* **Materiale da usare**
※ ※ ※
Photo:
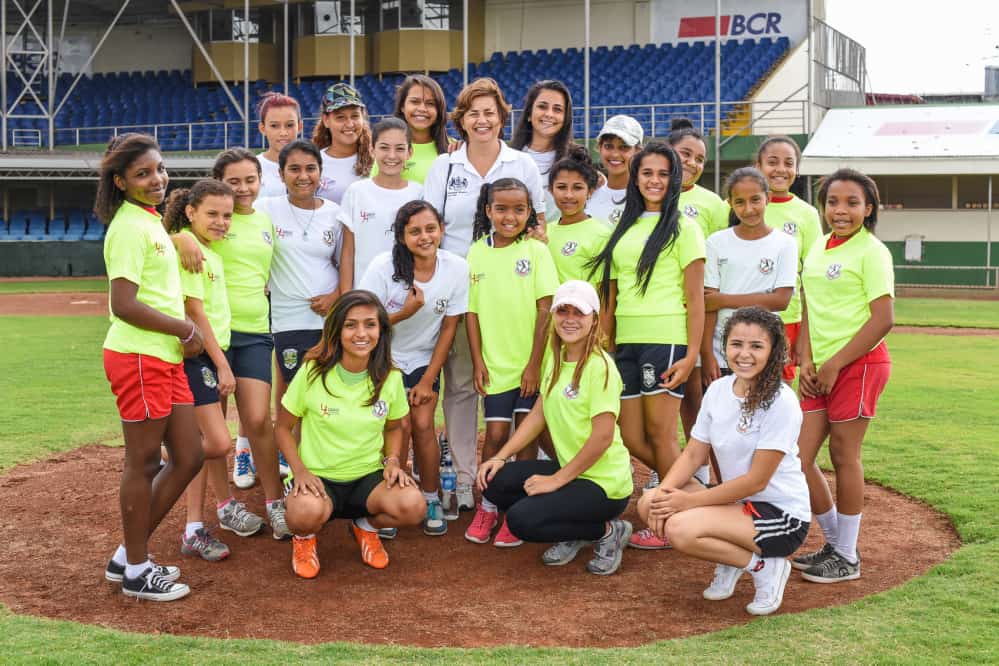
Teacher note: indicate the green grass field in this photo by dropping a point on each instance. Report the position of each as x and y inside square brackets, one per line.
※ ※ ※
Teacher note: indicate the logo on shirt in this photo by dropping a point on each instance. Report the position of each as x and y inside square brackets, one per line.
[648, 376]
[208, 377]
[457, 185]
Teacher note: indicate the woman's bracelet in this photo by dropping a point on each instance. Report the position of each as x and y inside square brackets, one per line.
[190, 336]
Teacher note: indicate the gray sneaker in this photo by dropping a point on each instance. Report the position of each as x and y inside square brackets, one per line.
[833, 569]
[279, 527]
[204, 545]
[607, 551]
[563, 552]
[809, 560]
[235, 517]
※ ※ ※
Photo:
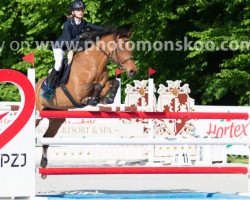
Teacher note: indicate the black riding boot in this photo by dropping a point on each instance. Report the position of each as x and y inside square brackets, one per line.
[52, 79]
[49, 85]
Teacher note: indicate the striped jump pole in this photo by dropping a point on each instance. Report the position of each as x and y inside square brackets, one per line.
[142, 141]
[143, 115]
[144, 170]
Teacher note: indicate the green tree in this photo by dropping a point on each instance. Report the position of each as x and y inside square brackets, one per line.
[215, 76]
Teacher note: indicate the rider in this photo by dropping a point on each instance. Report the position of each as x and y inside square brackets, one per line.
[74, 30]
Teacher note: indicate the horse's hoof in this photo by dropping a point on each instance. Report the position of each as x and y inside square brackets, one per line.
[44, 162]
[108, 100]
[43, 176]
※ ※ ※
* **Consegna**
Indica quante righe del materiale contengono la stringa "each", distinguendo tra maiuscole e minuscole. Riporta solo il numero.

* **Soluzione**
9